Present the material below, from its first line through the line containing "x=252 y=358", as a Markdown table with columns named Row and Line, giving each line a number and leaving out blank lines. Omit the pictures.

>>>>

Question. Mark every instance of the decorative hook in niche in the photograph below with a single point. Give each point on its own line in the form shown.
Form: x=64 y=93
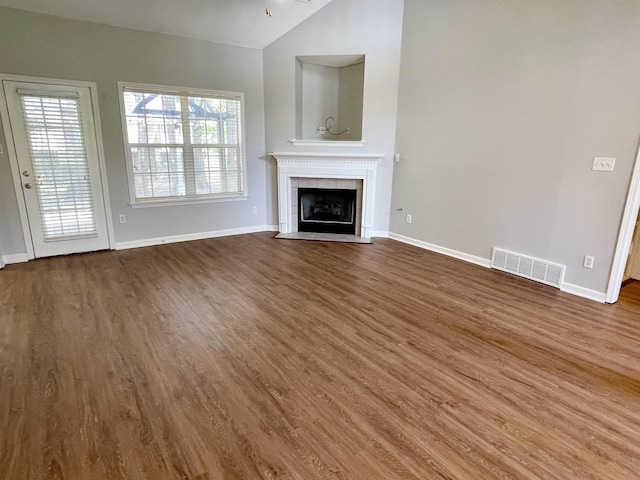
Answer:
x=328 y=126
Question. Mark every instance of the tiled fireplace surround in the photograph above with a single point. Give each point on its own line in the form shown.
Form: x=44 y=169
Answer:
x=331 y=171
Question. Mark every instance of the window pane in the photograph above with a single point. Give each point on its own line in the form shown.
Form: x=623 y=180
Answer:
x=214 y=121
x=163 y=166
x=217 y=171
x=158 y=172
x=153 y=118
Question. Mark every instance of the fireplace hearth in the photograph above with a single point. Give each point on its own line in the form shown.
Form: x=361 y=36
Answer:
x=327 y=210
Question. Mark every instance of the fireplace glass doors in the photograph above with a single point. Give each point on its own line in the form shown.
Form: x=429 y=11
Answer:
x=327 y=210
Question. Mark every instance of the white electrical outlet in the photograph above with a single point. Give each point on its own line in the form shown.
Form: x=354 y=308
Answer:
x=603 y=164
x=588 y=261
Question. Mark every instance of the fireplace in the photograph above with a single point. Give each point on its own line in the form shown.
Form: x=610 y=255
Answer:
x=335 y=171
x=327 y=210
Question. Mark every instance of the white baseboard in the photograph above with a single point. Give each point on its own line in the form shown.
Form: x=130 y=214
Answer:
x=148 y=242
x=584 y=292
x=483 y=262
x=14 y=258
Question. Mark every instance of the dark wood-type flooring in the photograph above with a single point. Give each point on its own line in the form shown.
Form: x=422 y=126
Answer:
x=252 y=358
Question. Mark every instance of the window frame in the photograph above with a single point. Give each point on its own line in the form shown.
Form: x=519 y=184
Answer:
x=180 y=200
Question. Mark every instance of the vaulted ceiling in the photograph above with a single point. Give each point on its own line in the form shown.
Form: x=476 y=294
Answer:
x=236 y=22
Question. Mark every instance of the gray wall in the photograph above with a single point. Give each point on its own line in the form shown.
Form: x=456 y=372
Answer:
x=502 y=106
x=52 y=47
x=350 y=103
x=343 y=27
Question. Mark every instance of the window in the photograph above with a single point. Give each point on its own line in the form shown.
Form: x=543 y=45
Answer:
x=182 y=146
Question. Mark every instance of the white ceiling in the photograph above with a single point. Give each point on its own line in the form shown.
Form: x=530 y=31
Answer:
x=236 y=22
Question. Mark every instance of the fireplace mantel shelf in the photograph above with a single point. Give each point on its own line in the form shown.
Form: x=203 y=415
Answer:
x=307 y=156
x=356 y=166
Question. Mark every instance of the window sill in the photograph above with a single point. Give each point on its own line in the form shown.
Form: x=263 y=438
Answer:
x=186 y=201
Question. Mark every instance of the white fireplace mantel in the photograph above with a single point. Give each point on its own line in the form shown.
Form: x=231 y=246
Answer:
x=353 y=166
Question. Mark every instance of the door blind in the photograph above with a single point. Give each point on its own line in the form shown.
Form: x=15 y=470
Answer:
x=59 y=160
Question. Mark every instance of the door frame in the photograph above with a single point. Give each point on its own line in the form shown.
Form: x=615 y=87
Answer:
x=625 y=235
x=13 y=157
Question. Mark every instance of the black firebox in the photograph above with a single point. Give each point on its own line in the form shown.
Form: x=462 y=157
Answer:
x=327 y=210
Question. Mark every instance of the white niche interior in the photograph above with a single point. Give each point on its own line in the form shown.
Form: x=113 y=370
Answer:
x=329 y=93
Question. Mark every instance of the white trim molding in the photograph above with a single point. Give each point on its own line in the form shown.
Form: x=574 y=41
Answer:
x=625 y=235
x=483 y=262
x=148 y=242
x=583 y=292
x=15 y=258
x=360 y=166
x=327 y=143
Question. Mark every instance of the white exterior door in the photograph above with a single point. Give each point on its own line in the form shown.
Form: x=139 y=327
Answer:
x=56 y=148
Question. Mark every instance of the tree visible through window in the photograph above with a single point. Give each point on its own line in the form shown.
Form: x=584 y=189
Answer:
x=183 y=145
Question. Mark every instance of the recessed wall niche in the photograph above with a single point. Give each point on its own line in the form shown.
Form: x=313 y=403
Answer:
x=329 y=97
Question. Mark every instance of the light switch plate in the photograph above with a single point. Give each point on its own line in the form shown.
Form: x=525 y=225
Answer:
x=603 y=164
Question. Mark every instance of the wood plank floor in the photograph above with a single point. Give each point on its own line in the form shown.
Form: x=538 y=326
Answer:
x=253 y=358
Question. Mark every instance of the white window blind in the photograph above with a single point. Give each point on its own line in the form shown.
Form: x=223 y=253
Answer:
x=183 y=145
x=60 y=166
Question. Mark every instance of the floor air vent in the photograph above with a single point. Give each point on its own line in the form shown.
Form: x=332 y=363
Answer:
x=528 y=267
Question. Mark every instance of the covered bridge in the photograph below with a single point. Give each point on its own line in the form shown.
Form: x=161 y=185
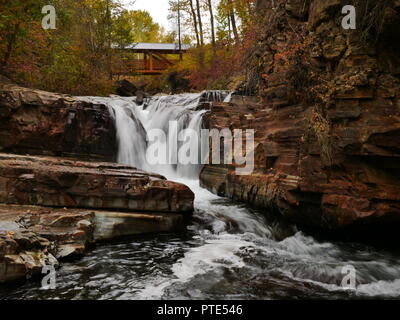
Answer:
x=148 y=58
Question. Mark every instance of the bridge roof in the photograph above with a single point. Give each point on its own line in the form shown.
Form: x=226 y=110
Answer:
x=143 y=47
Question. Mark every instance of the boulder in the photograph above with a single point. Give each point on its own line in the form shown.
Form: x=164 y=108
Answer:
x=327 y=129
x=43 y=123
x=126 y=88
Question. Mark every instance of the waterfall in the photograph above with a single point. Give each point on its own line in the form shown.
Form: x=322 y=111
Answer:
x=134 y=122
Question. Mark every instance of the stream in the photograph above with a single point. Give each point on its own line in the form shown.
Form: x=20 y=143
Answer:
x=229 y=251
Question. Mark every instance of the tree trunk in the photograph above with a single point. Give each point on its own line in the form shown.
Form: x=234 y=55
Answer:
x=212 y=23
x=233 y=20
x=200 y=23
x=196 y=30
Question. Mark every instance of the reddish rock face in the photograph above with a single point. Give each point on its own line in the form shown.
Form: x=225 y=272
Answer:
x=32 y=237
x=57 y=182
x=327 y=126
x=43 y=123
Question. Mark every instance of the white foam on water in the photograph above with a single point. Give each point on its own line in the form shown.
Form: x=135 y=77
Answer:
x=227 y=228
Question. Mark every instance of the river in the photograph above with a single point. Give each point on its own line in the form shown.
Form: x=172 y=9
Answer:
x=229 y=251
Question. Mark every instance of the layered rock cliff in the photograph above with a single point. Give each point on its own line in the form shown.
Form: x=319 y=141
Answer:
x=327 y=124
x=43 y=123
x=55 y=205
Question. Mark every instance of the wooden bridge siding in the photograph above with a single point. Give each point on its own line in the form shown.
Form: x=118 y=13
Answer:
x=151 y=64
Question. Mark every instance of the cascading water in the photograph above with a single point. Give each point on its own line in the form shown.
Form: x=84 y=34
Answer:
x=229 y=250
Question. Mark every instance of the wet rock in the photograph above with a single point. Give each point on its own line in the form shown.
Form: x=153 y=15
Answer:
x=330 y=159
x=140 y=97
x=32 y=237
x=56 y=182
x=43 y=123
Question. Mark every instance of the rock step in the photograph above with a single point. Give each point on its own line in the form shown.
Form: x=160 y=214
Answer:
x=32 y=237
x=58 y=182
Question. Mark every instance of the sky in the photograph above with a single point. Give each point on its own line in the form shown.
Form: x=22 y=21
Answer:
x=157 y=8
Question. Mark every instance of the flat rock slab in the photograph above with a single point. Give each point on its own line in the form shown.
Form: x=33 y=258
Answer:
x=57 y=182
x=44 y=123
x=32 y=237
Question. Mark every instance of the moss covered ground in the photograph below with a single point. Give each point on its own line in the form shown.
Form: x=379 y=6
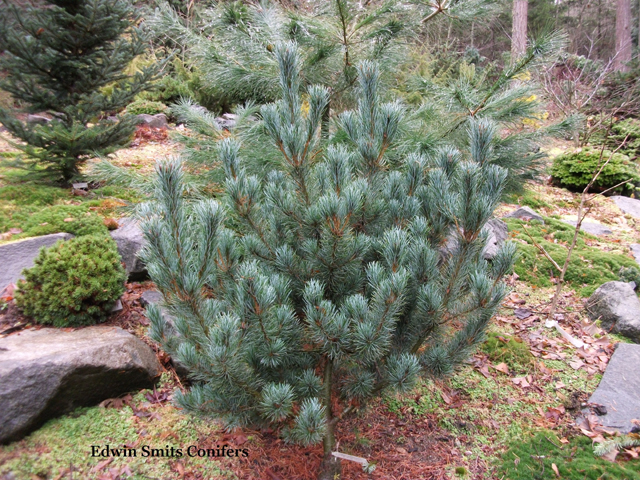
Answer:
x=482 y=423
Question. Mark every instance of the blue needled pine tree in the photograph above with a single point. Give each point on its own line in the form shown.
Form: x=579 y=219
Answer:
x=337 y=276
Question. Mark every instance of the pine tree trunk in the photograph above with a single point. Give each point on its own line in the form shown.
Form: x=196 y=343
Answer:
x=623 y=36
x=330 y=467
x=519 y=28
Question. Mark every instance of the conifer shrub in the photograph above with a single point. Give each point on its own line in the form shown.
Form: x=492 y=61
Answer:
x=73 y=283
x=589 y=268
x=575 y=170
x=67 y=58
x=332 y=278
x=625 y=133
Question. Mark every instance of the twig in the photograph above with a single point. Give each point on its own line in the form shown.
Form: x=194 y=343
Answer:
x=541 y=249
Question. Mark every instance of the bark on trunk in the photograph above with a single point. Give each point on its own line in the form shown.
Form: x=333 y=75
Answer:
x=519 y=28
x=623 y=36
x=330 y=468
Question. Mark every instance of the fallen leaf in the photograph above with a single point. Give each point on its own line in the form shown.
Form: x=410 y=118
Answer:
x=101 y=465
x=576 y=364
x=522 y=313
x=502 y=367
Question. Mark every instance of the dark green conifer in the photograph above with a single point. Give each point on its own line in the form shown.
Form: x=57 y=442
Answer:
x=67 y=58
x=310 y=290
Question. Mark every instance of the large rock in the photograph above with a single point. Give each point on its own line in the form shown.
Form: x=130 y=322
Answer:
x=594 y=228
x=46 y=373
x=159 y=120
x=498 y=233
x=616 y=305
x=128 y=236
x=628 y=205
x=619 y=389
x=16 y=256
x=524 y=213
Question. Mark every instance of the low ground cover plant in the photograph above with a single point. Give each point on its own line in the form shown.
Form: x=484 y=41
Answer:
x=575 y=170
x=589 y=268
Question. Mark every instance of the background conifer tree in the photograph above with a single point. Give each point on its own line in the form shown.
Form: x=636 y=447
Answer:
x=337 y=276
x=68 y=58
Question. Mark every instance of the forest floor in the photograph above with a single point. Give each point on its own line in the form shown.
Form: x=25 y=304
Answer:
x=509 y=413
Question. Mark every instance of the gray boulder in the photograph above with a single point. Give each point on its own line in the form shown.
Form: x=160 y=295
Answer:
x=617 y=307
x=159 y=120
x=594 y=228
x=628 y=205
x=498 y=234
x=16 y=256
x=128 y=236
x=49 y=372
x=619 y=389
x=524 y=213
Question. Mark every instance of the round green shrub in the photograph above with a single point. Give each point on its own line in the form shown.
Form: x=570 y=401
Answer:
x=575 y=170
x=146 y=106
x=73 y=283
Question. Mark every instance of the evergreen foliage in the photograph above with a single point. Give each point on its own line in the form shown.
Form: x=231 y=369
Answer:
x=575 y=170
x=333 y=278
x=61 y=57
x=147 y=107
x=464 y=92
x=231 y=44
x=73 y=283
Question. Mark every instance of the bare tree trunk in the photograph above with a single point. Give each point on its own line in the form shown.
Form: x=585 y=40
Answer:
x=623 y=36
x=330 y=467
x=519 y=28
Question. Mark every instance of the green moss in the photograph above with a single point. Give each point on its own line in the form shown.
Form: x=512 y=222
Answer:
x=34 y=195
x=75 y=219
x=508 y=349
x=422 y=400
x=528 y=198
x=532 y=459
x=67 y=441
x=630 y=274
x=575 y=170
x=589 y=268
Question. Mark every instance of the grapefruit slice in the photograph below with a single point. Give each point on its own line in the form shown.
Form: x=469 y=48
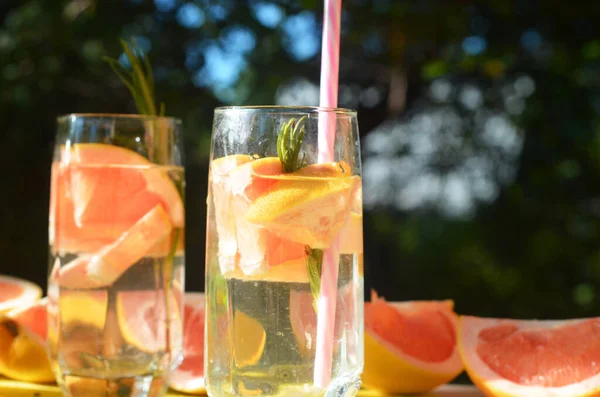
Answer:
x=99 y=191
x=22 y=344
x=410 y=347
x=189 y=376
x=107 y=265
x=141 y=316
x=249 y=338
x=258 y=248
x=532 y=358
x=16 y=292
x=308 y=210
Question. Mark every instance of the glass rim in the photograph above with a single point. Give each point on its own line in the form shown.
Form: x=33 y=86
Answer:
x=287 y=109
x=123 y=116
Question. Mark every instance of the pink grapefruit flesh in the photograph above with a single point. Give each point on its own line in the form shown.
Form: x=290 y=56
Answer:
x=410 y=347
x=107 y=265
x=22 y=344
x=249 y=246
x=16 y=292
x=507 y=357
x=99 y=191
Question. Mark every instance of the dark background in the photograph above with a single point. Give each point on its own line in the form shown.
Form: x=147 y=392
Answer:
x=480 y=126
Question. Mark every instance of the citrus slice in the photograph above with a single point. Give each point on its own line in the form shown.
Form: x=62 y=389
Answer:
x=82 y=308
x=16 y=292
x=249 y=338
x=107 y=265
x=308 y=210
x=22 y=344
x=258 y=248
x=142 y=317
x=532 y=358
x=99 y=191
x=189 y=376
x=410 y=347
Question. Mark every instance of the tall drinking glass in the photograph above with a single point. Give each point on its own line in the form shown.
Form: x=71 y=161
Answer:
x=116 y=275
x=275 y=217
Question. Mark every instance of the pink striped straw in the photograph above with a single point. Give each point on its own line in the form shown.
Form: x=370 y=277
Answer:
x=330 y=55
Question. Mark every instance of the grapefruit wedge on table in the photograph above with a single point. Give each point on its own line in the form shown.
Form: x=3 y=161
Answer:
x=22 y=344
x=16 y=292
x=100 y=191
x=410 y=347
x=515 y=358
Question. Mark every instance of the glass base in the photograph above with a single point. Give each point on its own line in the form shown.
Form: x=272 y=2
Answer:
x=341 y=387
x=134 y=386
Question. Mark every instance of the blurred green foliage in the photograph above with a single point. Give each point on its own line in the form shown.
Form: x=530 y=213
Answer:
x=531 y=251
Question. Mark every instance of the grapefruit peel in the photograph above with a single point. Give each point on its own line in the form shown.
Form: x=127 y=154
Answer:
x=390 y=369
x=23 y=354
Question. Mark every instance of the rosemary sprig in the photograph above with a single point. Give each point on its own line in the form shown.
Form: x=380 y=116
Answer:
x=289 y=143
x=314 y=266
x=140 y=83
x=139 y=80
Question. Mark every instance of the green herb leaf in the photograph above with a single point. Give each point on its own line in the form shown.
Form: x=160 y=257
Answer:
x=289 y=143
x=139 y=80
x=314 y=265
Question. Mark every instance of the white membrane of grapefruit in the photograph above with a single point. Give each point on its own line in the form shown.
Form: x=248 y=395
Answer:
x=448 y=366
x=470 y=327
x=184 y=379
x=29 y=293
x=106 y=266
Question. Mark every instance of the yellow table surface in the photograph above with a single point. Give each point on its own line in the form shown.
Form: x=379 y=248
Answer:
x=11 y=388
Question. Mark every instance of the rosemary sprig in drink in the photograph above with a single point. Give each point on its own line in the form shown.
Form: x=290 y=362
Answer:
x=140 y=83
x=289 y=143
x=139 y=80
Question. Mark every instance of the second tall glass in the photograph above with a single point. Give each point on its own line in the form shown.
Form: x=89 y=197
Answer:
x=115 y=288
x=275 y=215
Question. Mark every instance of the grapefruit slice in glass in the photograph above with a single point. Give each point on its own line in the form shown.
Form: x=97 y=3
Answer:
x=410 y=347
x=22 y=344
x=142 y=317
x=107 y=265
x=532 y=358
x=258 y=248
x=305 y=207
x=189 y=376
x=16 y=292
x=99 y=191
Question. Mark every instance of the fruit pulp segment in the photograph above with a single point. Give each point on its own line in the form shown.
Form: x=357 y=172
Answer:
x=261 y=336
x=115 y=289
x=131 y=328
x=265 y=220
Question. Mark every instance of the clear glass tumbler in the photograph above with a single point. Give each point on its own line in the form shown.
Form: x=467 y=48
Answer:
x=276 y=217
x=116 y=233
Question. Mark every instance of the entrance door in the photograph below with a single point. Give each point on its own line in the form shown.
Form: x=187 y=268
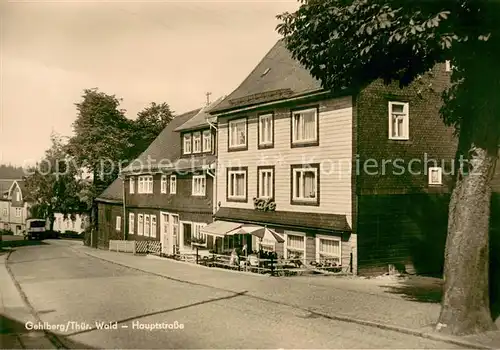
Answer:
x=167 y=245
x=169 y=233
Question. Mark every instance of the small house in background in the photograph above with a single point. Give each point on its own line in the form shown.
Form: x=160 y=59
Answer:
x=14 y=205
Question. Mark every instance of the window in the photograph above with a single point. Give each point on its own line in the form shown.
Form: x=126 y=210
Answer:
x=237 y=184
x=153 y=225
x=198 y=185
x=435 y=176
x=207 y=141
x=131 y=223
x=173 y=184
x=145 y=184
x=328 y=250
x=132 y=185
x=140 y=225
x=268 y=245
x=266 y=130
x=305 y=184
x=447 y=65
x=146 y=225
x=196 y=231
x=305 y=126
x=118 y=223
x=398 y=121
x=164 y=184
x=295 y=247
x=238 y=133
x=266 y=184
x=187 y=144
x=197 y=142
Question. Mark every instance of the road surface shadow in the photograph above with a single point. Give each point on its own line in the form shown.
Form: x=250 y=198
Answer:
x=14 y=335
x=421 y=289
x=20 y=243
x=234 y=295
x=430 y=290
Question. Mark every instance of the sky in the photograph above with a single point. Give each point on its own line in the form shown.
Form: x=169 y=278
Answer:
x=140 y=51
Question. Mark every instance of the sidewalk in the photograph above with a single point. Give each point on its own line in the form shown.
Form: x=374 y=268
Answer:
x=351 y=299
x=14 y=313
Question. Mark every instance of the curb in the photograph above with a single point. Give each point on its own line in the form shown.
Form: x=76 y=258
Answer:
x=52 y=338
x=348 y=319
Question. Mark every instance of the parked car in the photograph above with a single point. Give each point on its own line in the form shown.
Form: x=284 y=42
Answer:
x=35 y=229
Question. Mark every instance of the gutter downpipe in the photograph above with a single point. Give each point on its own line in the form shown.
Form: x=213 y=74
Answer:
x=122 y=177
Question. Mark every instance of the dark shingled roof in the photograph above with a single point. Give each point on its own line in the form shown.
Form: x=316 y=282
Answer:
x=278 y=76
x=5 y=186
x=113 y=193
x=166 y=148
x=329 y=222
x=200 y=119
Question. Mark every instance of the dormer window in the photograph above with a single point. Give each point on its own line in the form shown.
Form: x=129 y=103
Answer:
x=187 y=144
x=207 y=141
x=197 y=142
x=305 y=127
x=238 y=134
x=399 y=120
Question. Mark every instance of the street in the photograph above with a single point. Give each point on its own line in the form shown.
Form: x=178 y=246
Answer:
x=81 y=293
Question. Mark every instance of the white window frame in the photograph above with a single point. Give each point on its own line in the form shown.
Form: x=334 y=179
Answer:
x=199 y=190
x=299 y=197
x=140 y=224
x=163 y=182
x=131 y=185
x=207 y=141
x=231 y=184
x=173 y=184
x=147 y=225
x=295 y=139
x=153 y=223
x=262 y=184
x=406 y=121
x=262 y=132
x=197 y=145
x=145 y=184
x=293 y=249
x=118 y=224
x=319 y=254
x=195 y=231
x=187 y=141
x=131 y=223
x=439 y=170
x=233 y=125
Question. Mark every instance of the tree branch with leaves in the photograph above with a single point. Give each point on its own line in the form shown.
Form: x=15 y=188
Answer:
x=353 y=43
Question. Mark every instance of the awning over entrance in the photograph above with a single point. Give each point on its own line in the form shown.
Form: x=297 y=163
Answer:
x=258 y=231
x=220 y=228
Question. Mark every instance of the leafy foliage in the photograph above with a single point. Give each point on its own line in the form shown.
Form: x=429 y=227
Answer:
x=8 y=171
x=352 y=43
x=149 y=124
x=55 y=184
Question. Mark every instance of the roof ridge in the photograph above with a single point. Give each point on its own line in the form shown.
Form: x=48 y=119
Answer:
x=277 y=43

<<<<

» In response:
| Row | Line |
|---|---|
| 1 | Question. Mark every instance of the decorative hook in niche in the photograph below with a single point. Give each point on its own line in the form shown. |
| 2 | Form: x=64 y=93 |
| 3 | Answer: |
| 4 | x=328 y=126 |
| 5 | Question. Mark every instance of the tiled fireplace surround in the photograph above with a single point. Give each point on its own line in the form shown. |
| 6 | Form: x=44 y=169 |
| 7 | Answer: |
| 8 | x=331 y=171 |
| 9 | Question. Mark every instance of the window pane in the photograph above with a single point. Give each point on its own line in the form shown. |
| 10 | Form: x=623 y=180 |
| 11 | Answer: |
| 12 | x=214 y=121 |
| 13 | x=163 y=166 |
| 14 | x=217 y=171 |
| 15 | x=158 y=172 |
| 16 | x=153 y=118 |
| 17 | Question. Mark every instance of the fireplace hearth in the photograph above with a single point. Give each point on its own line in the form shown. |
| 18 | Form: x=361 y=36 |
| 19 | Answer: |
| 20 | x=327 y=210 |
| 21 | Question. Mark every instance of the fireplace glass doors in the photograph above with a single point. Give each point on its own line in the form shown. |
| 22 | Form: x=429 y=11 |
| 23 | Answer: |
| 24 | x=327 y=210 |
| 25 | Question. Mark every instance of the white electrical outlet in the photograph above with a single point. Give each point on its own line in the form shown. |
| 26 | Form: x=354 y=308 |
| 27 | Answer: |
| 28 | x=603 y=164 |
| 29 | x=588 y=261 |
| 30 | Question. Mark every instance of the fireplace in the photograph above with a single point. Give each point on its own line in the form shown. |
| 31 | Form: x=610 y=255 |
| 32 | Answer: |
| 33 | x=335 y=171 |
| 34 | x=327 y=210 |
| 35 | Question. Mark every instance of the white baseboard in the photograph above with a single point. Give each point on its own line in the form shown. |
| 36 | Form: x=130 y=214 |
| 37 | Answer: |
| 38 | x=148 y=242 |
| 39 | x=584 y=292 |
| 40 | x=483 y=262 |
| 41 | x=14 y=258 |
| 42 | Question. Mark every instance of the dark wood-type flooring in the photograph above with a single point. Give each point on its own line in the form shown. |
| 43 | Form: x=422 y=126 |
| 44 | Answer: |
| 45 | x=252 y=358 |